Blog member, Daniel Lucas, created the masterpiece below. How, I don’t know, but it gives me such a sense that we’re all family, connected. If you’d like a picture of yourself in the image, please send a good quality, bright photo to him at firstname.lastname@example.org. Thanks, Daniel!
This is the continuation of Erik’s description of his death and the events that occurred in the moments that followed.
Erik: Then I felt pulled. It felt like I was being pulled from the back of my shoulders. Not pushed, but, it’s kind of what I would imagine water being moved up a straw would feel like.
Erik: It wasn’t like being abducted by aliens. You know like a UFO hovers over you and they like sssllrrrruuup (sucking sound), get sucked up. It wasn’t like that.
Jamie (laughing): Erik, you’re so creative! He’s showing me the motion of being pulled backwards.

=== Supplied entries ===

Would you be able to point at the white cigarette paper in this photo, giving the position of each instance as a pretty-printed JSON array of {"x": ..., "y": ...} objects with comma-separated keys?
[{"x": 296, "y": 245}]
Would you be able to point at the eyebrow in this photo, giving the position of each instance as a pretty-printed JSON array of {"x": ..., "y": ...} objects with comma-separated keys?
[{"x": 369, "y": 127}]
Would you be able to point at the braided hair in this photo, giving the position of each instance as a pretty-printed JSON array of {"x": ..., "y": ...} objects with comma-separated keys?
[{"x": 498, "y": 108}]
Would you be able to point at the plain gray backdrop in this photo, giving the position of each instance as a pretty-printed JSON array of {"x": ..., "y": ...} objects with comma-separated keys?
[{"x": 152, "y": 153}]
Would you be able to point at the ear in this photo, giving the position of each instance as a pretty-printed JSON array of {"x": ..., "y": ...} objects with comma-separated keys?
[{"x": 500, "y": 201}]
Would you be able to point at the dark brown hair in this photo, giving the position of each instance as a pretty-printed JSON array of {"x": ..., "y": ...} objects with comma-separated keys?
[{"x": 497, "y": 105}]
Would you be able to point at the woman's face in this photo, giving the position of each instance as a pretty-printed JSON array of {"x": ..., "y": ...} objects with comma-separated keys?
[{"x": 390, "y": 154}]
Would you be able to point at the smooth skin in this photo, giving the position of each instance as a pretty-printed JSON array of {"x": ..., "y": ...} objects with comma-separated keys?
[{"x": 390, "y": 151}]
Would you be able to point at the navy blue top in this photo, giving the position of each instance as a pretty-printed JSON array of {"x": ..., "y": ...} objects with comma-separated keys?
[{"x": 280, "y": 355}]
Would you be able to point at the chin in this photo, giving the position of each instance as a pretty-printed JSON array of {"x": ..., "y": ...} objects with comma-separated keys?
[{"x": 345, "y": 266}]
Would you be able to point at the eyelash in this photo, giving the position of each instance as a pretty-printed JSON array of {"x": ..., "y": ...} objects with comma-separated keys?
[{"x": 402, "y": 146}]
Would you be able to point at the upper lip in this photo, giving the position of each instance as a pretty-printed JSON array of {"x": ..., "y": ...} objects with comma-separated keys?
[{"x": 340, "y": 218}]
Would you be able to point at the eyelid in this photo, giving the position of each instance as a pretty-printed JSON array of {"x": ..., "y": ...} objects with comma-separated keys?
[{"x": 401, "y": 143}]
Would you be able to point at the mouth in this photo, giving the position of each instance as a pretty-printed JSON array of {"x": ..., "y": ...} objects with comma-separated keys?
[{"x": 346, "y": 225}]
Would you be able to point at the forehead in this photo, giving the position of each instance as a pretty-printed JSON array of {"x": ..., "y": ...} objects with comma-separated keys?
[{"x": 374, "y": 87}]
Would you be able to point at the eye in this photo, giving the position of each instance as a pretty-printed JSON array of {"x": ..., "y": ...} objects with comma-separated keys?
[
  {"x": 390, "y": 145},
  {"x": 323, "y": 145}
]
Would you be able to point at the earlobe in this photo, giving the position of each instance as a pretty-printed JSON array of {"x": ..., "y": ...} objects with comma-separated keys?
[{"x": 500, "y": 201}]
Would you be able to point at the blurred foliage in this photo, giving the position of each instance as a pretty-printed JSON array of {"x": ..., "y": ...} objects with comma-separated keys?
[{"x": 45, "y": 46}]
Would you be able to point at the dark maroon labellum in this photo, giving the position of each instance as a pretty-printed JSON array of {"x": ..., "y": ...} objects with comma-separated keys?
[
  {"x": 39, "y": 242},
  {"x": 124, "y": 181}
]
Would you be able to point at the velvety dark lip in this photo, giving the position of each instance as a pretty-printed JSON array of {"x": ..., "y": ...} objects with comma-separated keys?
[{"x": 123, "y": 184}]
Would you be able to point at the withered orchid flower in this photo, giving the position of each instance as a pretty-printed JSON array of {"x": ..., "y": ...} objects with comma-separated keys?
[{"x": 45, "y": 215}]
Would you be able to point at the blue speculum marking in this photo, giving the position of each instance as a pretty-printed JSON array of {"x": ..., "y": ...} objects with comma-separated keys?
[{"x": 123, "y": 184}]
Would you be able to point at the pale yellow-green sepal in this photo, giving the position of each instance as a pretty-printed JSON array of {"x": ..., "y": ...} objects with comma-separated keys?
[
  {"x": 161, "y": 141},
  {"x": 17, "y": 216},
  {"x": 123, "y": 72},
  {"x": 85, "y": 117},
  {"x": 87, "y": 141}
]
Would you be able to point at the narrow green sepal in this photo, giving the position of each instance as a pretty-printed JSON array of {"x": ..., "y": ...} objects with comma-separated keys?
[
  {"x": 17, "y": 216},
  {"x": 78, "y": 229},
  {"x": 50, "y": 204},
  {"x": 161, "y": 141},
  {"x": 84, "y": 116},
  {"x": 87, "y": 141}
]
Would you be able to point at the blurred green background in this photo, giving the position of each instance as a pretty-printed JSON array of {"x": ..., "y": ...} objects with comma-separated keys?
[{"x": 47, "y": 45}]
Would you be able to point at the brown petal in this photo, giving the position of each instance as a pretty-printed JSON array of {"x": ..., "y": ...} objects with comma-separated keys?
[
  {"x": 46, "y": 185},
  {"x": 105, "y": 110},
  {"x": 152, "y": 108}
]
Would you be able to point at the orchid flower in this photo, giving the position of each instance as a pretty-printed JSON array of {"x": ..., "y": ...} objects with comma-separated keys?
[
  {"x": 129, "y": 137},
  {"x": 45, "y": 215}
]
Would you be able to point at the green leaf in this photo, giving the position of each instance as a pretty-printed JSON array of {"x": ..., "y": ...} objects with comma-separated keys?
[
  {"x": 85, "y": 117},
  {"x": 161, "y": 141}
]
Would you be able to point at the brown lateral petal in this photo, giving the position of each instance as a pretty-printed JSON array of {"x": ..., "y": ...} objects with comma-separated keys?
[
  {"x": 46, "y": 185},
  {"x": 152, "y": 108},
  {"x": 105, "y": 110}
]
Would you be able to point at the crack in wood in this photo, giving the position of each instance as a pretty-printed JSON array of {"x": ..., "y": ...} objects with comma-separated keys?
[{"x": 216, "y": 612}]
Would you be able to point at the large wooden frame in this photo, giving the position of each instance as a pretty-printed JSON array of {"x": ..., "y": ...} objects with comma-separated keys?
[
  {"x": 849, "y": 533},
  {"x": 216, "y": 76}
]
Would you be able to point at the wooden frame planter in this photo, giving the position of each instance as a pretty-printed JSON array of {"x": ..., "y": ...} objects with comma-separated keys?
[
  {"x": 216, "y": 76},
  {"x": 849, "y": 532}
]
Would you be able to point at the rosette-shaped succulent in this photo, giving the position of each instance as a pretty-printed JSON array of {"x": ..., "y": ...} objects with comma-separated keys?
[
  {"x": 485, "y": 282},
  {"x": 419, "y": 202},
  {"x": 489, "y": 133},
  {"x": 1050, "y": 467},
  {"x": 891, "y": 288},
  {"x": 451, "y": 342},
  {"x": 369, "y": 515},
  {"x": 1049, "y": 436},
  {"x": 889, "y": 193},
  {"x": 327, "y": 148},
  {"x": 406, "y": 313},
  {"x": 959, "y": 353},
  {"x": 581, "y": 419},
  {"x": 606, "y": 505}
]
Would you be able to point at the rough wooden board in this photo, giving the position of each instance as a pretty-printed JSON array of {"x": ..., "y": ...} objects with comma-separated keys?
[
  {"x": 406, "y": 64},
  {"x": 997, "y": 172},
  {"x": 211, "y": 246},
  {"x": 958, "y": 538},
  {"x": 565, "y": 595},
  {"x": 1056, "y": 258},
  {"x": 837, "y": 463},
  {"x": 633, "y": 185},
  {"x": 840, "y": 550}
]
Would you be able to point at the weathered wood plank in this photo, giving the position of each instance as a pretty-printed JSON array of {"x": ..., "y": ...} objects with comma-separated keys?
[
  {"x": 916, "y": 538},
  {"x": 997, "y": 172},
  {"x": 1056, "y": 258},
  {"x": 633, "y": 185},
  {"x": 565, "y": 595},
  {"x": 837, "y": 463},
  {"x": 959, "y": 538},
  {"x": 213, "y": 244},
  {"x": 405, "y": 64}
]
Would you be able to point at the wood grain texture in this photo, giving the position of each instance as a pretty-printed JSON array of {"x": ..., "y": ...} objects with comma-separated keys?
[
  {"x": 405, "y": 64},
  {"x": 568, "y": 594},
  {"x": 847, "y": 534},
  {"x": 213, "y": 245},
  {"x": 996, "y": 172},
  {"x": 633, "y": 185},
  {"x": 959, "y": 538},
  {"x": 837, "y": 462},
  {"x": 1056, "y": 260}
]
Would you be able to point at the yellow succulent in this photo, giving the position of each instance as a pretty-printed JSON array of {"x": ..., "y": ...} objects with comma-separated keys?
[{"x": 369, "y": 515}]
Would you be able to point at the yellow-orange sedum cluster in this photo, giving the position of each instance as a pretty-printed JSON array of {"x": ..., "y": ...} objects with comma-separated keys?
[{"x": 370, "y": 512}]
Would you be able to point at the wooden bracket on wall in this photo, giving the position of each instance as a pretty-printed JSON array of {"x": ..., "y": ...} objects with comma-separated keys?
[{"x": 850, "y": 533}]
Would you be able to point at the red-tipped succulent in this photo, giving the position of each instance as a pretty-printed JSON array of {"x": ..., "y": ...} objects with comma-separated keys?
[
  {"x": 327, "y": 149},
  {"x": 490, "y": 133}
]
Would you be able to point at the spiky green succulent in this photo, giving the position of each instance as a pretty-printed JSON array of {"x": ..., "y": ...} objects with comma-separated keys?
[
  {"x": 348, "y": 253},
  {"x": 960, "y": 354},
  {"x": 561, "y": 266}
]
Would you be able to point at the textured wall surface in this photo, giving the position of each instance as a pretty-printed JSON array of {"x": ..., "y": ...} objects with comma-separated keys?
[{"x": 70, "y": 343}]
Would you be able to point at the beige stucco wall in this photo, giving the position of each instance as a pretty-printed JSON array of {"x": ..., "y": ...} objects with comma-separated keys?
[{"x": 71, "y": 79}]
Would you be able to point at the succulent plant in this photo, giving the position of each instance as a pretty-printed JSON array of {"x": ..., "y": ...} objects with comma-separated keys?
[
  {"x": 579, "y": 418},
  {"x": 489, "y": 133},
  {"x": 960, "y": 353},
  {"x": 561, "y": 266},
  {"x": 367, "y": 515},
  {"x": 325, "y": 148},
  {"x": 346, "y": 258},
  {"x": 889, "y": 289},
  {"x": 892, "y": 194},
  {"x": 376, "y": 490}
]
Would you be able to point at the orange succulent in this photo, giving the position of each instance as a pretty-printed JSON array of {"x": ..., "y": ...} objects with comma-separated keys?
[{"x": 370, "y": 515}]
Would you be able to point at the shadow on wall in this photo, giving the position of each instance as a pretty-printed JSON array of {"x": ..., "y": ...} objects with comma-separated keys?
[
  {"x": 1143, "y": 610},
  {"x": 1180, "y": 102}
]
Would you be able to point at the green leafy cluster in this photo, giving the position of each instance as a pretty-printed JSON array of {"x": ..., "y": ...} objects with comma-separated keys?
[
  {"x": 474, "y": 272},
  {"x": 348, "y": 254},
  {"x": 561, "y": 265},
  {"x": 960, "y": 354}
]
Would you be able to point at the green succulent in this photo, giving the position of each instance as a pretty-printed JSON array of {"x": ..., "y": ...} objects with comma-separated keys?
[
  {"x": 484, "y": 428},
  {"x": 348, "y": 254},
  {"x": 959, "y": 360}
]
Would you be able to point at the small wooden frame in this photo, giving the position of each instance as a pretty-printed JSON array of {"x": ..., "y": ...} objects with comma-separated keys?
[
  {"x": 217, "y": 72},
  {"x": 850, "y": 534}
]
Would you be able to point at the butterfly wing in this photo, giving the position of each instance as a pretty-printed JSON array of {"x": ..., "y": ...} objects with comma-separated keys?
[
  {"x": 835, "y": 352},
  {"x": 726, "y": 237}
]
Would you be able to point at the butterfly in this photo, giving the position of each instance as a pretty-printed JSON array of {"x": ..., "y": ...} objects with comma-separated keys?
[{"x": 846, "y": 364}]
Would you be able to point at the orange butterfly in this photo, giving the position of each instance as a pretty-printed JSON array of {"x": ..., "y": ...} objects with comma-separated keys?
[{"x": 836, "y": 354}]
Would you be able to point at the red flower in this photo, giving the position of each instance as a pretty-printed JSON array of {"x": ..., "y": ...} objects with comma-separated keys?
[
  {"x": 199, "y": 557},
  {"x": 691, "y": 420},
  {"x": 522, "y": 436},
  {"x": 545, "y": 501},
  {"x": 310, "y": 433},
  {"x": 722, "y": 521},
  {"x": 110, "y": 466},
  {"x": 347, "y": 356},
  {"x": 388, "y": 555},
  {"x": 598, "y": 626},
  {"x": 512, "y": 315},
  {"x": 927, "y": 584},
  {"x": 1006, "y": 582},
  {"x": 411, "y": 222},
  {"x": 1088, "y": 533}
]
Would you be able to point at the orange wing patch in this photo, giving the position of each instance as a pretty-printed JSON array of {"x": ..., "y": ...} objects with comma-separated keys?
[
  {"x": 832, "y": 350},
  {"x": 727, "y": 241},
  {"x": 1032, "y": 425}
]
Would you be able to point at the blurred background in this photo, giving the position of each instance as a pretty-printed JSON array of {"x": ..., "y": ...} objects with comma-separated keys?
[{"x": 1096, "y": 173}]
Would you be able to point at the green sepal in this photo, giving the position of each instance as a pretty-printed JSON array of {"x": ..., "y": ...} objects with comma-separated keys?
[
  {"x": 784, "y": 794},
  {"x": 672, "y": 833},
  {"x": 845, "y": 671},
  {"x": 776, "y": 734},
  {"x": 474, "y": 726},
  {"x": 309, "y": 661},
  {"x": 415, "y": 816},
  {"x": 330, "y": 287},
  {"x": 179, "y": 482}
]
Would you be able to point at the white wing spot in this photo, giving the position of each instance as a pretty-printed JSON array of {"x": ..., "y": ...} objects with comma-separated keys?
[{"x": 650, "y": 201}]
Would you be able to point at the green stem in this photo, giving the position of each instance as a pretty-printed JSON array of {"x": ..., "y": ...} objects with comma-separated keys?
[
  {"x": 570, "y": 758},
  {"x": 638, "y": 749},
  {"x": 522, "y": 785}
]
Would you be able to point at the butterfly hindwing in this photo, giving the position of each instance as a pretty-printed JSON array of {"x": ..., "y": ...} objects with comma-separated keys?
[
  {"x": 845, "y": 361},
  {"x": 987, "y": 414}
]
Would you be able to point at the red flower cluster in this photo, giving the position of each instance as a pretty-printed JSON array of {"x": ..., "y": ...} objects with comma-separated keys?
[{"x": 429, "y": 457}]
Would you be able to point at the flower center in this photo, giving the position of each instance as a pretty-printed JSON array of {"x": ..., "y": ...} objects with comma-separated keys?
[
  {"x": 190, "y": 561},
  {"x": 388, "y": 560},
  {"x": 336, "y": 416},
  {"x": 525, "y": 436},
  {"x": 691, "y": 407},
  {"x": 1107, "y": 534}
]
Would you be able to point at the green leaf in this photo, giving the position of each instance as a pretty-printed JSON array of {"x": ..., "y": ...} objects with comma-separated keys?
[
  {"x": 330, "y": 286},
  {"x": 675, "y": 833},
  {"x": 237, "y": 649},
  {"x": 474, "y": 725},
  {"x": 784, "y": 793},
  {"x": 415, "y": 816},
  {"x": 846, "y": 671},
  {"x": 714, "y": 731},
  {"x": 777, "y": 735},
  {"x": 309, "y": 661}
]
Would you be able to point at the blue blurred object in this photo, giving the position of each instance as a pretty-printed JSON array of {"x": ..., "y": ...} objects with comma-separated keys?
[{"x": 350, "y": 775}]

=== The task ===
Carry the passage about Erik's death forward, starting after its last line. The records have no connection to the passage about Erik's death.

=== Written response ===
Erik: It’s like being dragged out of the sea by your life jacket with one of those boat hooks. And the distance is about the same as from the water to the boat. It wasn’t very far. Maybe a few feet. It’s not like I went up, up, up into the sky.
Me: Uh huh.
Erik: I kinda expected that, though. But that didn’t happen. And it wasn’t like I got pulled into a different room. It’s like the room I was in began to change. It’s like when kids draw chalk on the sidewalk and then you take a hose to it or the rain comes and gently washes it away. It becomes a clean sidewalk again. The room I was in gently washed away, and I was in a different room.
Me: Hmm. But did you come back to see when I came upstairs and came into your room? Anything like that?
Erik: I know you were there. But really, that seems like 15 minutes after if happened.
Me: Okay. Yes, that’s exactly when I came up to your room. So you were pulled away by your shoulders, and the room gently washes away. So when do you see me and then the police?
Erik: Well, I saw it sorta from a different vantage point. It’s not like I was standing in the room.
Jamie: Erik, how do I explain what you’re showing me?
Erik: It’s not like I’m watching a TV. It’s not like I’m removed in that way. I was a part of it; I see myself in the room, but I’m not really part of that room at all anymore. It’s really hard to explain it in words, Mom.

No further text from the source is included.